**PROBLEMS**
• A. List every year mentioned in the Elizabeth Bathory passage, in the order they appear.
• B. Output the rows that follow the Elizabeth Bathory passage as a Markdown table with two columns, "No." and "Line". Skip blank lines and leave out the pictures.

======== SOURCE TEXT ========

Unlike most females of the time, Elizabeth was well educated and her intelligence surpassed even some of the men of her time. Elizabeth was exceptional, becoming "fluent in Hungarian, Latin, and German... when most Hungarian nobles could not even spell or write...Even the ruling prince of Transylvania at the time was barely literate". Some modern scholars and contemporaries of hers postulated that she may have been insane, thus accounting for her seemingly inconceivable atrocities, but even a brief glance into her past reveals a person fully in control of her faculties.


Marriage

In 1555, Elizabeth's future husband, Ferenc Nadasdy (pronounced "Ferents"), was born to a family which, by noble right, was as prestigious as the Bathorys but not as wealthy and not as old. Ferenc's education has meticulously documented by his mother, Ursula, who was then a widow, concerning the period he was attending school in Vienna between 1567 and 1569. These documents attest that "Ferenc was not a good student. He barely learned how to write some Hungarian and to speak and read a little German and Latin.... Ferenc... developed into an athlete, but little else.... Although he acquired little academic education, he was evidently popular among his peers". At the age of sixteen, Ferenc was engaged to Elizabeth, then eleven, in 1571 thanks to the careful manipulations of his mother.

Ferenc married Elizabeth on May 8, 1575 in "a lavish, gala event" to which even the Holy Roman Emperor Maximilian II was invited (though he was unable to attend personally, due to the hazards of traveling during a time of political unrest, he instead "sent a delegation to represent him and an expensive wedding present"). The marriage, which joined two prominent Protestant families, was held at Varanno Castle where the "bearded young Count Ferenc Nadasdy henceforth added her last name to his. But Elizabeth, fully emancipated...[by that time,]... chose to remain a Bathory, rather than take his name, since she considered that her name was much older and more illustrious than his".

Ferenc chose war as his career and so was not often around, leaving Elizabeth at Castle Sarvar (prn "Shar-var") managing the family seat, "especially the task of disciplining the servants. It is unknown whether or not Ferenc was aware of the activities of his homicidal wife while he was away, but "it is known that, when he was home, he too enjoyed torturing servants. When Ferenc was on homeleave during rare respites from warring against the Turks... Elizabeth and he had spent some time together engaging in activities that would be characterized as sadistic today.... Ferenc tortured servants, although he did not torture them to death, as his wife did".

======== EXERCISE INPUT ========

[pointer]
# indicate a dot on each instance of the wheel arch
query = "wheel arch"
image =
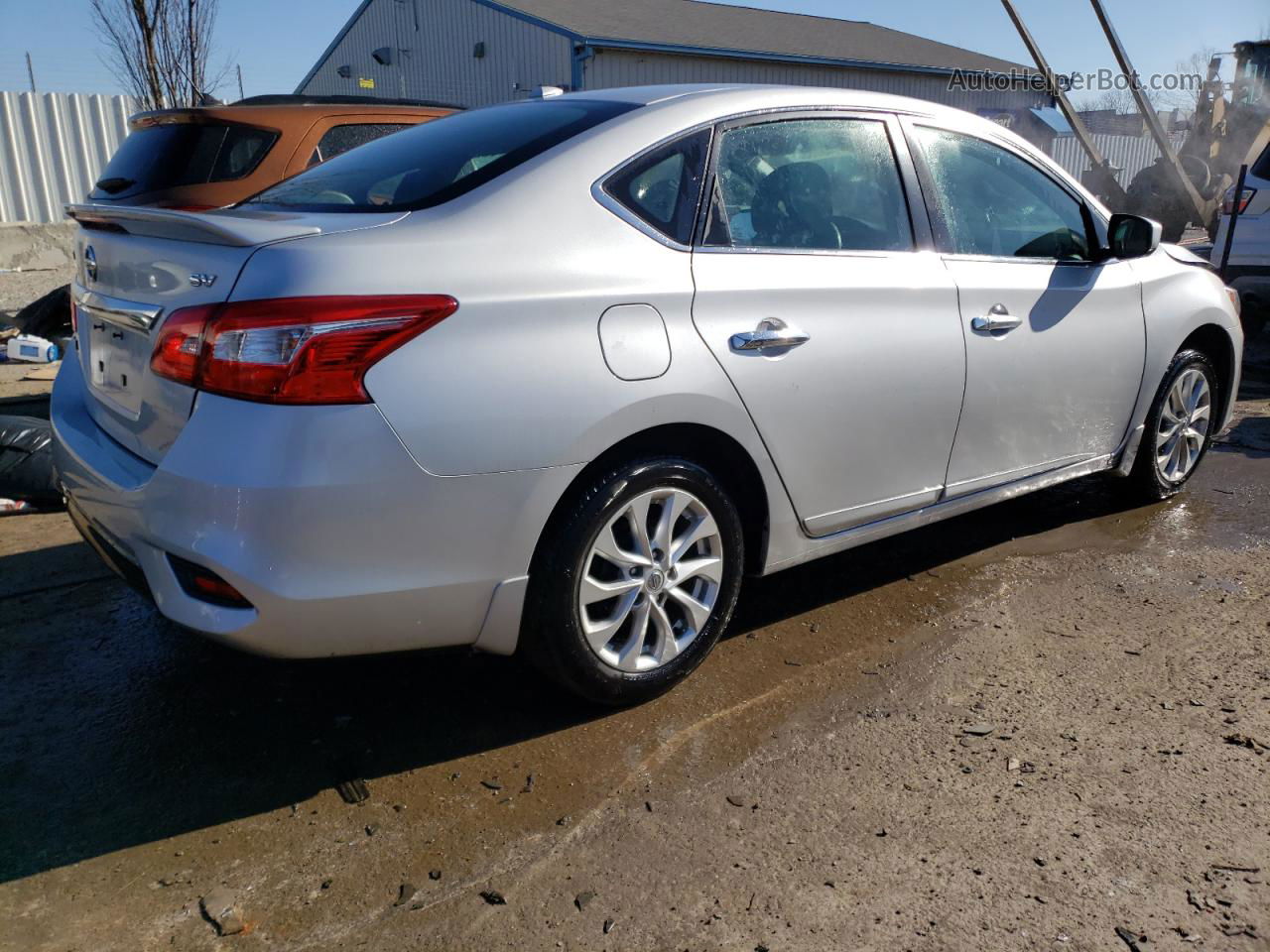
(726, 460)
(1214, 341)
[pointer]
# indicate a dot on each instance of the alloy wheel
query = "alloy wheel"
(1184, 424)
(651, 580)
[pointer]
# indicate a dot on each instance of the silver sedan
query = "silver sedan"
(552, 377)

========

**ANSWERS TO THE EXERCISES**
• A. 1555, 1567, 1569, 1571, 1575

• B.
| No. | Line |
|---|---|
| 1 | [pointer] |
| 2 | # indicate a dot on each instance of the wheel arch |
| 3 | query = "wheel arch" |
| 4 | image = |
| 5 | (726, 460) |
| 6 | (1214, 341) |
| 7 | [pointer] |
| 8 | # indicate a dot on each instance of the alloy wheel |
| 9 | query = "alloy wheel" |
| 10 | (1184, 424) |
| 11 | (651, 580) |
| 12 | [pointer] |
| 13 | # indicate a dot on each instance of the silver sedan |
| 14 | query = "silver sedan" |
| 15 | (552, 377) |